The Trouble With Shale

“Oil Independence” is one of those things that Americans really get fired up about. Makes sense – Americans love oil, and we definitely love independence – talk about a patriotic combination.

What’s not to love? A lot, actually, and it starts and ends with fucking shale.

Broadly speaking, the term “Oil Independent” refers a country that is a net exporter of oil products like crude oil and refined petroleum. The United States became a net exporter of refined oil products in 2011, and a net exporter of all oil products in 2019 – an accomplishment facilitated by the lifting of a 40 year ban on crude oil exports that was lifted in 2015.

All of this was possible thanks to sweet, sweet shale. You probably remember hearing all about shale during the early 2010s – a period now referred to as the Shale Boom. Shale, it turns out, can be blasted and pumped (AKA fracked) to extract gas, or cooked at super-high temperatures to produce vapors that condense into oil.

Of course, getting at that precious oil and gas is a pricey process, and much more expensive than extracting from more conventional sources of crude oil. Fortunately for aspiring Shale-Lords in the early 2010s, low interest rates and quantitative easing had flushed all the banks with cheap cash. Cheap cash translates to easy loans, and ultimately this meant that the so-called Shale Boom was financed almost entirely with debt.

Which is not necessarily a bad thing… so long as you are profitable. Unfortunately for those Shale-Lords, profits from shale products are notoriously fickle. Turns out massively increasing the supply of something (in this case, oil and natural gas) drives down the price! Who knew?
※ ※ ※
▶ [Task details]:
Please answer these from the piece on shale:
1. In what year did the United States become a net exporter of all oil products?
2. In what year was the ban on crude oil exports lifted?
3. How was the Shale Boom financed?
The items come from a separate source.

▶ [Supplied records]:
※ ※ ※
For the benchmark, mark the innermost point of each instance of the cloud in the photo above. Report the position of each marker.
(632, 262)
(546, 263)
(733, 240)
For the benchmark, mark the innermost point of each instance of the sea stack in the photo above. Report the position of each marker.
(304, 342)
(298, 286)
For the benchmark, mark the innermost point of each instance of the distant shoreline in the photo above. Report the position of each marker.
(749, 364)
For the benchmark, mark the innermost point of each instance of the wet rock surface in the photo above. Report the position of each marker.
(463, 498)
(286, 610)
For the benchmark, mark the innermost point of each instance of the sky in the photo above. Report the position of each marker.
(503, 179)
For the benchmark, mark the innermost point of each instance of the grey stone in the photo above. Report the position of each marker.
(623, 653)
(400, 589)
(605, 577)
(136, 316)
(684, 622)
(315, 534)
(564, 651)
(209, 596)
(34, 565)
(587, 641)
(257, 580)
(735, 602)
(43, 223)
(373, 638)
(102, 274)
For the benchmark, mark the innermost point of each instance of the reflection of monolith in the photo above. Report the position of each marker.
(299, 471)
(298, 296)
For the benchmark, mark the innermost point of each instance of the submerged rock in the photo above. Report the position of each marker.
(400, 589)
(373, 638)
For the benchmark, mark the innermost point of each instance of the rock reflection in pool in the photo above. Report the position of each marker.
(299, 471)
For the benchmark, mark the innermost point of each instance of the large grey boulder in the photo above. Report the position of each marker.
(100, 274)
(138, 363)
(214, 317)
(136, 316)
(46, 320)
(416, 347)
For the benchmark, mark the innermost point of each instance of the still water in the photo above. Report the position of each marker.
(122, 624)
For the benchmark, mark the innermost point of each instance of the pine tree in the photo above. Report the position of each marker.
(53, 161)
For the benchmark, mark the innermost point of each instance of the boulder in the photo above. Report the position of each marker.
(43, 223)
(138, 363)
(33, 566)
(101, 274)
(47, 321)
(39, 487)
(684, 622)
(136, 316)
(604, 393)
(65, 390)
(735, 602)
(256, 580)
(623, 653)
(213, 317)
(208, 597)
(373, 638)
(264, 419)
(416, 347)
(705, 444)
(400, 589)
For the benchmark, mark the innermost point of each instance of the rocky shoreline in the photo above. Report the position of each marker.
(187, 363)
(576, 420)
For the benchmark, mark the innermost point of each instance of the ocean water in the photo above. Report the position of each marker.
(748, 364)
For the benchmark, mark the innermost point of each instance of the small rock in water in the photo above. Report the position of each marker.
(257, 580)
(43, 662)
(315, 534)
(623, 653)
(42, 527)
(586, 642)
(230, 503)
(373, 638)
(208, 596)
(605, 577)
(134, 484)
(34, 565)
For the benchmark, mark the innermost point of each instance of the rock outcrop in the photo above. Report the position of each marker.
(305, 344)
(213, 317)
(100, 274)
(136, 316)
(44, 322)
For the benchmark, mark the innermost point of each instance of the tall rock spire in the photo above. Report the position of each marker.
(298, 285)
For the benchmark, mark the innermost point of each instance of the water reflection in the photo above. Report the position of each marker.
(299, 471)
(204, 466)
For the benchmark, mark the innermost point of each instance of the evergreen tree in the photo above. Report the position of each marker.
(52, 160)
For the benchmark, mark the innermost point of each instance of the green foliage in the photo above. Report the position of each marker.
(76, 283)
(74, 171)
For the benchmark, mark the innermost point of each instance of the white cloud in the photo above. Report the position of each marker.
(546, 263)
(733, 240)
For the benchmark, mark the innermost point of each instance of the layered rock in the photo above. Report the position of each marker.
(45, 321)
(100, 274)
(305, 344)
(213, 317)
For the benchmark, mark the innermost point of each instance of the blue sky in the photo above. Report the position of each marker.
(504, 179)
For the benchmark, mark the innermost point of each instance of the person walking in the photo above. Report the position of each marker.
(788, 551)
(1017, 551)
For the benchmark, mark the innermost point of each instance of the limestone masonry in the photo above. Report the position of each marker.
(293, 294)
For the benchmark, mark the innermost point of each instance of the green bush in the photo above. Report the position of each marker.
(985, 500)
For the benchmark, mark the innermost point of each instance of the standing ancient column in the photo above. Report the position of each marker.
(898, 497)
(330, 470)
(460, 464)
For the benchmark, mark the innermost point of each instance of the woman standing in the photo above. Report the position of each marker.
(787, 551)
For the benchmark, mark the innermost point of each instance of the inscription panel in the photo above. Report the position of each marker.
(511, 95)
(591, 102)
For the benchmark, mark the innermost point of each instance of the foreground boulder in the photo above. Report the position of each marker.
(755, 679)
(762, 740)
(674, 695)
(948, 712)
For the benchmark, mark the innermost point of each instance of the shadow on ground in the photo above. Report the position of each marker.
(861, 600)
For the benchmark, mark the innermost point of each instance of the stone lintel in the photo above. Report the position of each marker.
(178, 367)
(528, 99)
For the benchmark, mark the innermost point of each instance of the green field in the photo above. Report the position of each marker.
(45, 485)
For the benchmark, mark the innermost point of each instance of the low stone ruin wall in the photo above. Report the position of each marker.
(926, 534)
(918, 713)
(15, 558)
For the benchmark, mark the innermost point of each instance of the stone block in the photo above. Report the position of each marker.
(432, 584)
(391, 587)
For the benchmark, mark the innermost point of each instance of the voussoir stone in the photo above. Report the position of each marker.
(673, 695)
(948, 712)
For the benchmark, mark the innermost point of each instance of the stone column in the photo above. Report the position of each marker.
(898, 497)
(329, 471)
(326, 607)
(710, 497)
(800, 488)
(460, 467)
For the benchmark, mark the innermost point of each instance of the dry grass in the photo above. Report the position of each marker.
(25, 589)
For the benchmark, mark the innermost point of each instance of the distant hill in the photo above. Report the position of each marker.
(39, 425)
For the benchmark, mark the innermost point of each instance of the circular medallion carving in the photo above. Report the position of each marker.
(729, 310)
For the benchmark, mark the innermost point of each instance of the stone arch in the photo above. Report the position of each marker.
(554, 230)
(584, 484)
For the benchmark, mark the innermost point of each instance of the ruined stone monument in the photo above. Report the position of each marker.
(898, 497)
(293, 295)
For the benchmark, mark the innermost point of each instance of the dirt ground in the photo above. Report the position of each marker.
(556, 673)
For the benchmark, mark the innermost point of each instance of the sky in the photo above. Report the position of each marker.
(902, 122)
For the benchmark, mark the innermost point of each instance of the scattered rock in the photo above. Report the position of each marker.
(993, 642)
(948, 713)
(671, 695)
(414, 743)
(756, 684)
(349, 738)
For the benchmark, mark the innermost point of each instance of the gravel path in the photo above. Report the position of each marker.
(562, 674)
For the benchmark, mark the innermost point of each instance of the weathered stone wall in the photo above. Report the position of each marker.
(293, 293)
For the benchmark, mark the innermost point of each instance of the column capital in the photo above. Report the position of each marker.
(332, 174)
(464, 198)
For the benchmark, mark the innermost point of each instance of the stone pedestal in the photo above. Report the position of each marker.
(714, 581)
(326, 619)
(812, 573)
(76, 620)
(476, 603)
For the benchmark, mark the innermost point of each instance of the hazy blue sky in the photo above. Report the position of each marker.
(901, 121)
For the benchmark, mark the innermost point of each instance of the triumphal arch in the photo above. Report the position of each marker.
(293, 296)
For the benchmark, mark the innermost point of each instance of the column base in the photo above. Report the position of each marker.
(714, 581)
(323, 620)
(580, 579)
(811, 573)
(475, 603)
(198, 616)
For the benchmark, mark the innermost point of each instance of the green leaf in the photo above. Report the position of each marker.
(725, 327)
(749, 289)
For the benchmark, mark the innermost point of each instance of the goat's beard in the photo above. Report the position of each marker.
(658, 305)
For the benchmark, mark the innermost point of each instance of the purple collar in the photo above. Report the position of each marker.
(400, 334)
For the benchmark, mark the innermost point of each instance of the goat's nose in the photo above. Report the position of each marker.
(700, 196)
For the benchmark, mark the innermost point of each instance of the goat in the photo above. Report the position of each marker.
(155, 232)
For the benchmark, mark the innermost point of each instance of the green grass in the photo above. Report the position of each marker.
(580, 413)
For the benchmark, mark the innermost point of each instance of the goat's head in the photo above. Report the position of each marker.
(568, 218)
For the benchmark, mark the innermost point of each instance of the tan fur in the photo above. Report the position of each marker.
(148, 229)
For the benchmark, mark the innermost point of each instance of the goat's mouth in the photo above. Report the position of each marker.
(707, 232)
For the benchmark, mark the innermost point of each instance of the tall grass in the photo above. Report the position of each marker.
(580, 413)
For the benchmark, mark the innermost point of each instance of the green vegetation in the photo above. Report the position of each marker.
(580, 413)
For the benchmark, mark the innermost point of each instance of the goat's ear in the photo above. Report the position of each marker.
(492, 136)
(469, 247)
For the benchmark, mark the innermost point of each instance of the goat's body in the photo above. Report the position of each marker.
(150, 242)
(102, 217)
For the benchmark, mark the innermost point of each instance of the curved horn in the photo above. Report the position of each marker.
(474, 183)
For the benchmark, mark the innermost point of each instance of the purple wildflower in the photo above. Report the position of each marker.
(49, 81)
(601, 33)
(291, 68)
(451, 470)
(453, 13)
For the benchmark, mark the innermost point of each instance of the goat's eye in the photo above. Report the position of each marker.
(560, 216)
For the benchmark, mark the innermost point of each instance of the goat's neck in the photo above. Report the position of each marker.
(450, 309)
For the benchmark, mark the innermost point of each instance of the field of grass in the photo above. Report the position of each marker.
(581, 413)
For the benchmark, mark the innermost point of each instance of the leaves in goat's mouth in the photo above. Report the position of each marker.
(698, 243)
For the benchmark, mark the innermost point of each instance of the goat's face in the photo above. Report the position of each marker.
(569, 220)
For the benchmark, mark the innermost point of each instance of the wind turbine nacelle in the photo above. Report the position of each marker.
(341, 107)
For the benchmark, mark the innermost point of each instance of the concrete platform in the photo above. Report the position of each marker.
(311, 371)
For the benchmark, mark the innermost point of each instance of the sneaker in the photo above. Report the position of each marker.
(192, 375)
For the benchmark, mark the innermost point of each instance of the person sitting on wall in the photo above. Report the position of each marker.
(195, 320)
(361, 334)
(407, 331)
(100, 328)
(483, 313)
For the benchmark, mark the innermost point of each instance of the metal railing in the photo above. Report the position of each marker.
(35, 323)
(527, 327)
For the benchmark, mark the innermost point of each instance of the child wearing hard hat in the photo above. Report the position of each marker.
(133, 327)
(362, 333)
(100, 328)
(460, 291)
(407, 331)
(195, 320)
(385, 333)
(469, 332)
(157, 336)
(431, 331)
※ ※ ※
▶ [Result for this task]:
1. 2019
2. 2015
3. Almost entirely with debt